I blame the shameless brewers of that most horrific muck West End Draught. Where were the dissenting voices at that fateful marketing meeting? Here we are, into the third decade of the state’s biggest football event and it’s still, somehow, called the Showdown, as determined by the fifteenth best beer manufacturer in Adelaide.
However, it’s also another example of American linguistic imperialism. If we were talking about Ole Miss and Arkansas in the Cotton Bowl then the word would work, but here in South Australia we should’ve gone with Dust Up, Yike, Blue, or my preference, Barney.
“We’re underway in Barney 17.” Or-
“There’s the siren. Adelaide has won a thriller in Barney 31!”
For the first time this millennium I’m on the Hill, just down from the world’s best scoreboard. We’re in a tidy quintet of chaps. There’s ferocious rain and wind and the sky is like an aubergine. The mud and slushy grass is tundra. Old mate behind us has on a Power scarf and is in shorts. My phone says it’s eight degrees. Jason pulls out his sunglasses, “Reckon I’ll need these soon.” We laugh, and Chris asks, “Did anyone bring the 50+?”
With a significant wind-assistance Adelaide traps the ball within their arc, and like an over-zealous debater, makes point after point after point before The Hoff collects his own kick and soccers cleverly. This, I’m delighted to report, would be the Power’s sole major until about ten minutes into the third quarter.

Supplied data>
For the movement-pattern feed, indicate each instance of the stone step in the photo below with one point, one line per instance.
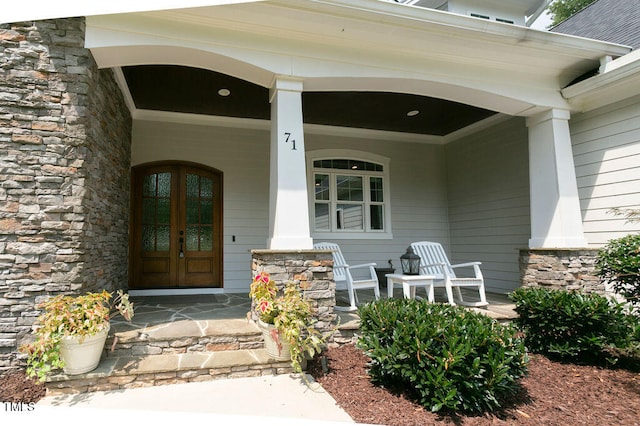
(184, 336)
(154, 370)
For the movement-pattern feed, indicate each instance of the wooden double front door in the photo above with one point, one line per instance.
(176, 236)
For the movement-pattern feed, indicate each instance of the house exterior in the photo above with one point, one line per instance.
(165, 149)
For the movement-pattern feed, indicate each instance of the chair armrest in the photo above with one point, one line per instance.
(364, 265)
(442, 265)
(476, 267)
(459, 265)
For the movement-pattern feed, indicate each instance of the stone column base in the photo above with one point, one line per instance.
(312, 269)
(564, 269)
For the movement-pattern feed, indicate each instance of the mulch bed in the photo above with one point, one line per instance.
(552, 394)
(16, 387)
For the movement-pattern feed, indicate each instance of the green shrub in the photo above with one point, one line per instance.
(618, 263)
(572, 325)
(449, 357)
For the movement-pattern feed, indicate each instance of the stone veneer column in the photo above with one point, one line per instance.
(65, 140)
(563, 269)
(312, 269)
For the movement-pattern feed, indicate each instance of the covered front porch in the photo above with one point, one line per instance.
(180, 339)
(397, 135)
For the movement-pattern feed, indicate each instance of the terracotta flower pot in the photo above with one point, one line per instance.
(81, 354)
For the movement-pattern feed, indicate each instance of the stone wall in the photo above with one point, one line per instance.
(64, 173)
(312, 269)
(565, 269)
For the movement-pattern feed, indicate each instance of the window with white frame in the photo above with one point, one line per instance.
(350, 198)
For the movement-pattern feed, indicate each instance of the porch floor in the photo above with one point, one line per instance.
(172, 310)
(179, 339)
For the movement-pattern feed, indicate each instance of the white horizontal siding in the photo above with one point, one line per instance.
(488, 183)
(606, 146)
(418, 197)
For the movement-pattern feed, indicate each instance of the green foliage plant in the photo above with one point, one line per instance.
(451, 358)
(563, 9)
(618, 264)
(67, 316)
(573, 326)
(291, 314)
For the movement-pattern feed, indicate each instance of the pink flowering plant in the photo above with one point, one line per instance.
(291, 314)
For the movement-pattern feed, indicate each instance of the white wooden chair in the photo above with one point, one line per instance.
(344, 280)
(434, 261)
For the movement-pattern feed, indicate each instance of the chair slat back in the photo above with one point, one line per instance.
(432, 253)
(339, 274)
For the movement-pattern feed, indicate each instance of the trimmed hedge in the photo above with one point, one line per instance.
(573, 326)
(618, 263)
(450, 358)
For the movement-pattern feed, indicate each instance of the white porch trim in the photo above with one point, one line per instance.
(556, 218)
(288, 199)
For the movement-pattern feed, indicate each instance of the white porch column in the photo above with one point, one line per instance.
(556, 219)
(288, 204)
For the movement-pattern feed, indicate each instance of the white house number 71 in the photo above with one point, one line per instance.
(288, 139)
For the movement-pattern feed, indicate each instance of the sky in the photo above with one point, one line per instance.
(542, 22)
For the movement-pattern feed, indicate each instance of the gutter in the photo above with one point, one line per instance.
(614, 83)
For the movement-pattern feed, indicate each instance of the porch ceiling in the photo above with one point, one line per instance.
(193, 90)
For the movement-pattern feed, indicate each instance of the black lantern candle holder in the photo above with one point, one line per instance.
(410, 262)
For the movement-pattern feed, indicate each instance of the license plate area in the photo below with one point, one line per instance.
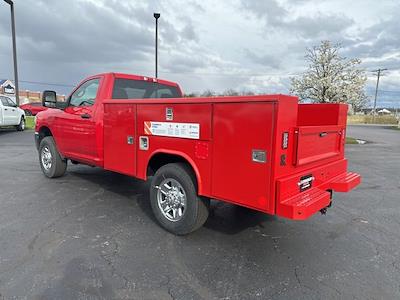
(305, 182)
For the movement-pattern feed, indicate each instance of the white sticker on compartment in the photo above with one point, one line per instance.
(171, 129)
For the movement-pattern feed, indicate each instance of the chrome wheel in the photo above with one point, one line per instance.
(171, 199)
(46, 158)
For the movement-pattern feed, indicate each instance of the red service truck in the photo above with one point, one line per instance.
(267, 152)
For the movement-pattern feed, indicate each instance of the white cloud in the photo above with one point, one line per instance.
(204, 44)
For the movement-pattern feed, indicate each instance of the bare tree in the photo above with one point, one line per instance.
(331, 78)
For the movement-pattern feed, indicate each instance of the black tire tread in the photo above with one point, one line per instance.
(59, 167)
(202, 210)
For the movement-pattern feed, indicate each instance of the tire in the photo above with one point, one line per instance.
(167, 187)
(50, 160)
(21, 125)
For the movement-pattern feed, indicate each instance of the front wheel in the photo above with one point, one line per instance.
(21, 125)
(174, 199)
(50, 159)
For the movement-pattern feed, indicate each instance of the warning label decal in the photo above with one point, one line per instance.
(181, 130)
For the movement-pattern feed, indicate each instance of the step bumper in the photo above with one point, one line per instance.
(309, 202)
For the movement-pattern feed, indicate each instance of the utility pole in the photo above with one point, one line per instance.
(14, 50)
(376, 89)
(156, 16)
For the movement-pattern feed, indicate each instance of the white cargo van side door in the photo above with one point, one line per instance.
(15, 113)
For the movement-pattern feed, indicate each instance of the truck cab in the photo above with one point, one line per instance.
(78, 127)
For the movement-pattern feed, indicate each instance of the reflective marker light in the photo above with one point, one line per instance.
(285, 140)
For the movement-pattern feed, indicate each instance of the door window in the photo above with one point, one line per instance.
(85, 95)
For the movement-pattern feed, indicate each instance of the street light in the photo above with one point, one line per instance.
(156, 16)
(14, 50)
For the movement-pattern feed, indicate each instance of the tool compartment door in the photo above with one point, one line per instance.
(120, 138)
(314, 143)
(242, 146)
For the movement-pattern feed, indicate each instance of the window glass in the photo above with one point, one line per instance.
(137, 89)
(85, 95)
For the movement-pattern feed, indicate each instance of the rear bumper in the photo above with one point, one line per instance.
(304, 204)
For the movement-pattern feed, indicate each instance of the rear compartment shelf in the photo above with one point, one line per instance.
(314, 143)
(345, 182)
(303, 205)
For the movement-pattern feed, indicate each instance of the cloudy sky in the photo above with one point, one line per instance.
(204, 44)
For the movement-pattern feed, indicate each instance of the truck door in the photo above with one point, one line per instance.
(76, 124)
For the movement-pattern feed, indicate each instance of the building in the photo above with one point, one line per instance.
(7, 88)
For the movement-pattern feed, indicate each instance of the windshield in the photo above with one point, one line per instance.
(137, 89)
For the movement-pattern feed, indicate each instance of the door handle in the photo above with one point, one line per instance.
(86, 116)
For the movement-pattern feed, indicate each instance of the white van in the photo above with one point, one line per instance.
(11, 114)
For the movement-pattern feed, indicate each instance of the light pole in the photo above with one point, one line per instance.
(378, 73)
(14, 50)
(156, 16)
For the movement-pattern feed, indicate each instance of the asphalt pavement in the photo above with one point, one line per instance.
(91, 235)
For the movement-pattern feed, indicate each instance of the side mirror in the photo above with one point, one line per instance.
(49, 99)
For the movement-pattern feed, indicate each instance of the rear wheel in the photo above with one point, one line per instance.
(21, 125)
(50, 159)
(174, 199)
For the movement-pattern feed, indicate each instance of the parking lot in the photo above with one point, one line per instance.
(91, 235)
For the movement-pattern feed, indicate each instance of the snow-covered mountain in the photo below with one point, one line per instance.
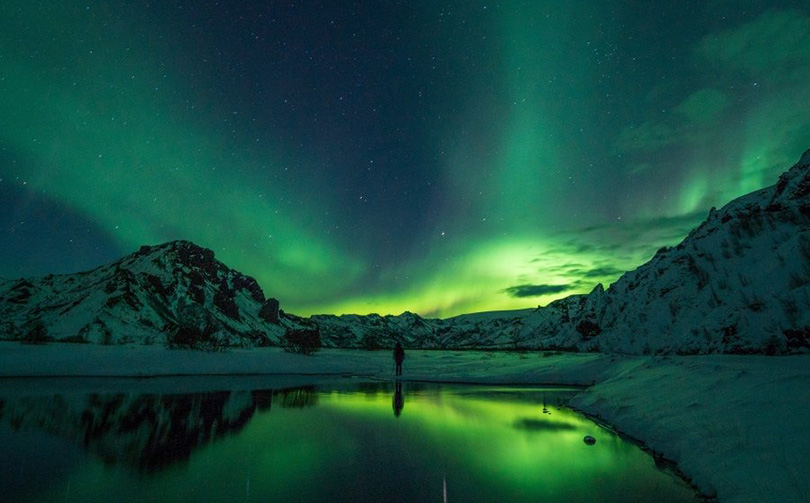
(175, 293)
(481, 330)
(739, 283)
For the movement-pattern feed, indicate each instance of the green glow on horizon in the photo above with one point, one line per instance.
(549, 175)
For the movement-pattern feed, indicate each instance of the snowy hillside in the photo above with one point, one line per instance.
(480, 330)
(739, 283)
(173, 293)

Work to complete>
1 - Copy the part of the Showdown passage starting with "I blame the" and going on through "my preference, Barney.".
2 - Give what follows in the piece on the Showdown football match, picking up after its final sentence.

Answers in order>
1 -
I blame the shameless brewers of that most horrific muck West End Draught. Where were the dissenting voices at that fateful marketing meeting? Here we are, into the third decade of the state’s biggest football event and it’s still, somehow, called the Showdown, as determined by the fifteenth best beer manufacturer in Adelaide.
However, it’s also another example of American linguistic imperialism. If we were talking about Ole Miss and Arkansas in the Cotton Bowl then the word would work, but here in South Australia we should’ve gone with Dust Up, Yike, Blue, or my preference, Barney.

2 -
The Crows dominate across the ground and despite the conditions are clean and sure in disposing by hand and foot, which is a happy contrast to their dismal first half at the MCG last Sunday. Tex Walker appears impatient with his side’s inability to punish the Power so, both as captain and big forward, monsters his teal competitors in taking strong grabs and slotting telling goals.
Paddy Ryder has been in colossal form and various denizens of the Hill voice their anxieties about how Sam Jacobs might handle the Power star. They needn’t have worried for while their aerial and ruck duels are spirited, the boy from Ardrossan is also outrageous at ground level and kicks a great pack snap for a rooster who’d bang his red-combed head on the hen-house rafters.
Despite now missing his appendix Eddie Betts kicks some amazing goals, including one from his pocket just down in front of us. As the ball bent through, the heaving crowd about me leapt and there were ponchos and scarfs bouncing and flapping like a Latino dance party. The only deviation from the Happy Days script is when yet another goal-of-the-year contender is deemed by the evil umpire to have been touched by an evil Power player.
And what of Port? They’d appeared to be entirely unlike Port such is their pedestrian spectating. They seem disinterested, and must be waiting for The Choir Boys to reform. In the sheds at half-time only Robbie Gray has earnt his hot cup of Milo.
September looms and pleasingly Sloan finds plenty of it, and creates well. On the Hill, I spy a gent wearing a bespoke shirt featuring a picture of Rory’s blonde bonce with this accompanying prose-
Men want to tag him
Women want to shag him
The crowd is boisterous and enjoyable. I see lots of Crows fans standing with Power faithful, and the banter is lively. Not Disney channel, but not Tarantino either.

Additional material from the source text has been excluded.